— Start —
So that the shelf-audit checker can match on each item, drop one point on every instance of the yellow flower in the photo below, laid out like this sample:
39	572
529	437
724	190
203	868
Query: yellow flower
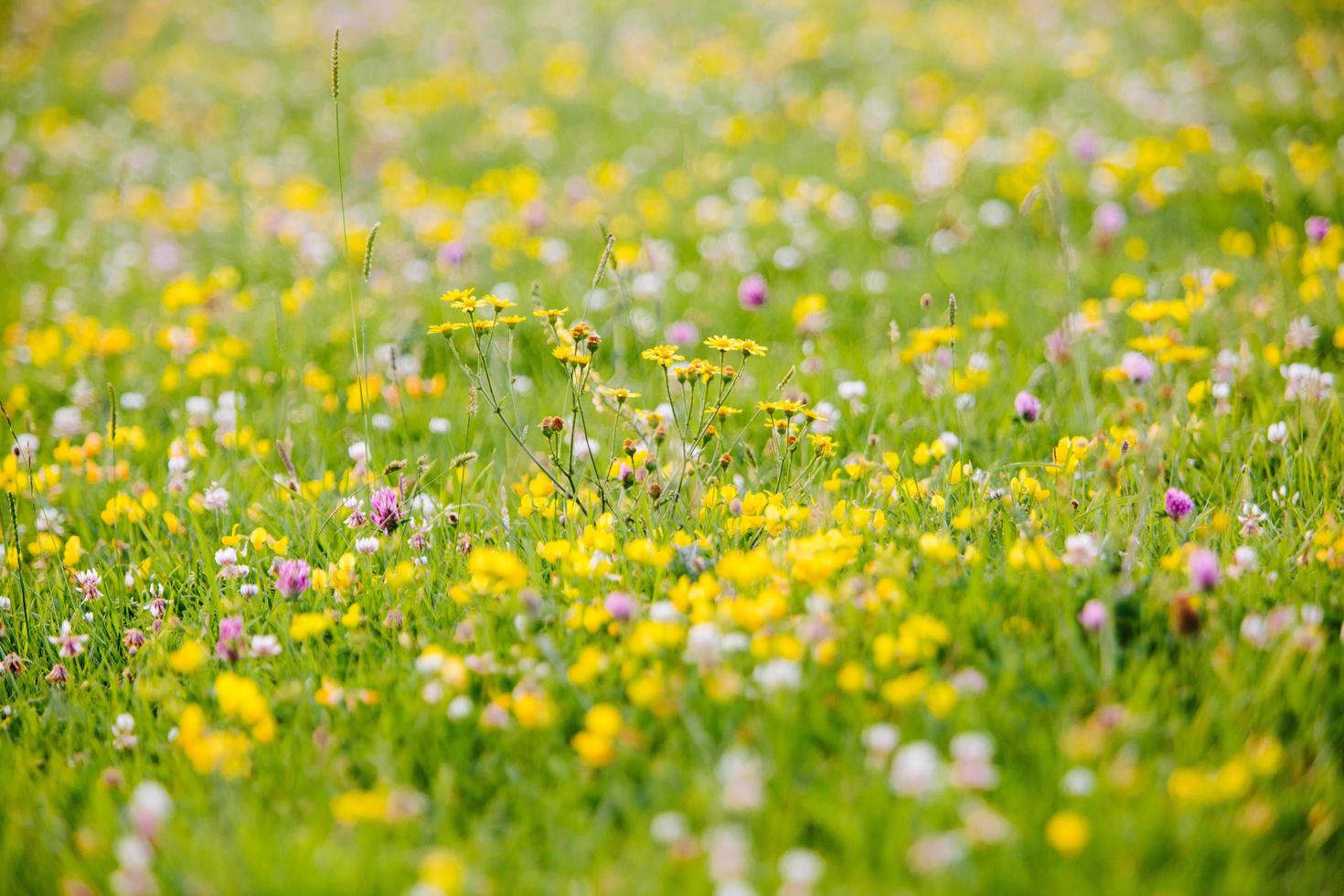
661	355
1067	832
188	657
443	872
603	719
308	624
496	571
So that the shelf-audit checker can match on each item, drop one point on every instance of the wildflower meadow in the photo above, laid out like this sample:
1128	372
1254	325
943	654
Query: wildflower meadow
877	446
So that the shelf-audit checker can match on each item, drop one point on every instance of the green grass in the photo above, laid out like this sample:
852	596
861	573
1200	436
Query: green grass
171	222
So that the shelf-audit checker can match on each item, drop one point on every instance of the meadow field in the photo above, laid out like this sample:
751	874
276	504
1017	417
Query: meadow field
878	446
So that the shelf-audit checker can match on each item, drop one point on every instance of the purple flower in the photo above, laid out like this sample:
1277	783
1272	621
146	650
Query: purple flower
1093	615
1027	406
620	604
230	627
1178	504
1109	219
752	292
452	252
1136	367
1203	570
1317	228
386	509
293	578
230	638
683	334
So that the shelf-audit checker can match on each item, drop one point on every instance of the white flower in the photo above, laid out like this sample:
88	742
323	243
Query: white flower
703	644
215	498
151	806
668	827
742	781
123	731
851	389
917	770
1081	549
778	675
800	869
265	645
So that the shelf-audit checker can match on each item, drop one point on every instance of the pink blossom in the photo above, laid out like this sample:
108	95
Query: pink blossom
293	578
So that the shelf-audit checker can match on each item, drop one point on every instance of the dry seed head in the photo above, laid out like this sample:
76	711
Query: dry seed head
336	66
605	260
368	249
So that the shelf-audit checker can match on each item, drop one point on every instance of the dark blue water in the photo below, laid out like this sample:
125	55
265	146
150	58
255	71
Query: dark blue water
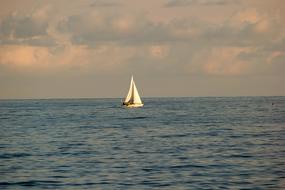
170	143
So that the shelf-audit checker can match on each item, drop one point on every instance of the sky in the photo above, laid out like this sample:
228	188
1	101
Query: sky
174	48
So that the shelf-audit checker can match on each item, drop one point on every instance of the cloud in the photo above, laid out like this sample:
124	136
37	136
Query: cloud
182	3
105	3
23	55
224	61
15	26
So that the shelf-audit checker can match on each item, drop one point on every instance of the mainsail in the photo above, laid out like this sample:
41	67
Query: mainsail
133	98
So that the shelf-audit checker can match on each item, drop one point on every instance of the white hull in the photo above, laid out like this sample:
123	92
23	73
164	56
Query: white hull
134	105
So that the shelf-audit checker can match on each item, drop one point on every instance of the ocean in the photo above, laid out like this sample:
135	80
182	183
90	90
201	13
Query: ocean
170	143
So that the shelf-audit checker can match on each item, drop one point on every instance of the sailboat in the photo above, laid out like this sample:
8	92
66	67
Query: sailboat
— End —
#### EXERCISE DIRECTIONS
Rewrite all of the material above with every "shelf-audit checker" replaced by "labeling review tool", keeping everything else the same and leaving out the pictures.

#### CORRECT RESULT
So that the labeling review tool can match on each item, drop one point on every instance of the yellow flower in the photo below, laid out like this sample:
39	572
529	437
724	190
203	868
Query: yellow flower
661	355
1067	832
188	657
443	872
603	719
308	624
496	571
So that the labeling review tool can match on each item, drop one point on every instance of the wildflower meadow in the photo above, laid out like this sample:
1128	372
1254	325
943	654
Query: wildflower meadow
877	446
So that the labeling review tool can match on each item, drop one point on every instance of the green grass in the photo above, laid out like this sample:
852	596
861	573
1200	436
Query: green grass
171	222
So that the labeling review tool can match on each item, drop one point on every instance of the meadow field in the photo above, laid out like this sample:
751	874
276	504
1017	417
Query: meadow field
878	446
So that the labeling review tool can match on each item, drop one point on every instance of the purple flower in the photo above, laid out like this sample:
1277	783
1272	621
146	650
Query: purple flower
1093	615
1027	406
620	604
230	627
1178	504
1109	219
752	292
452	252
1136	367
1203	570
1317	228
386	509
293	578
230	638
683	334
So that the labeling review tool can match on each item, drop one point on every instance of the white flower in the photo above, laid out like this sample:
88	742
323	243
Query: white flower
703	644
215	498
151	806
668	827
742	781
123	731
851	389
917	770
1081	549
778	675
800	869
265	645
So that the labeling review tool can match on each item, drop one point on every instance of the pink blossom in the photo above, laid out like this sample:
108	95
Query: pink blossom
293	578
So that the labeling review tool can match on each item, drop one point on every instance of the dry seed head in the photo above, laid out like this sample:
76	711
Query: dry seed head
336	66
605	260
368	249
So that the labeling review tool can match on each item, drop one point on every instance of the dark blue water in the photo below, laid out like this sample:
125	55
265	146
150	58
255	71
Query: dark blue water
170	143
So that the labeling review tool can match on each item, drop one point on every instance of the sky in the photo above, laid out like this sample:
228	188
1	101
Query: sky
174	48
So that the labeling review tool can match on each item, drop one point on every instance of the cloud in the photo above, laid out like this sample:
124	136
37	136
Query: cloud
182	3
105	3
23	55
224	61
15	26
So that the labeling review tool can match on each item, drop one point on every instance of the mainsail in the photo above, laid out like this sample:
41	67
Query: mainsail
133	98
So that the labeling review tool can match on each item, drop one point on every instance of the white hull in the photo above, laid out like this sample:
123	92
23	73
164	56
Query: white hull
134	105
So that the labeling review tool can match on each item, drop one point on every instance of the ocean in the photo above, laid out like this sample:
135	80
182	183
90	90
201	13
Query: ocean
170	143
So that the labeling review tool can match on each item, drop one point on every instance of the sailboat in the photo above, laid out like this sample:
8	92
66	67
Query: sailboat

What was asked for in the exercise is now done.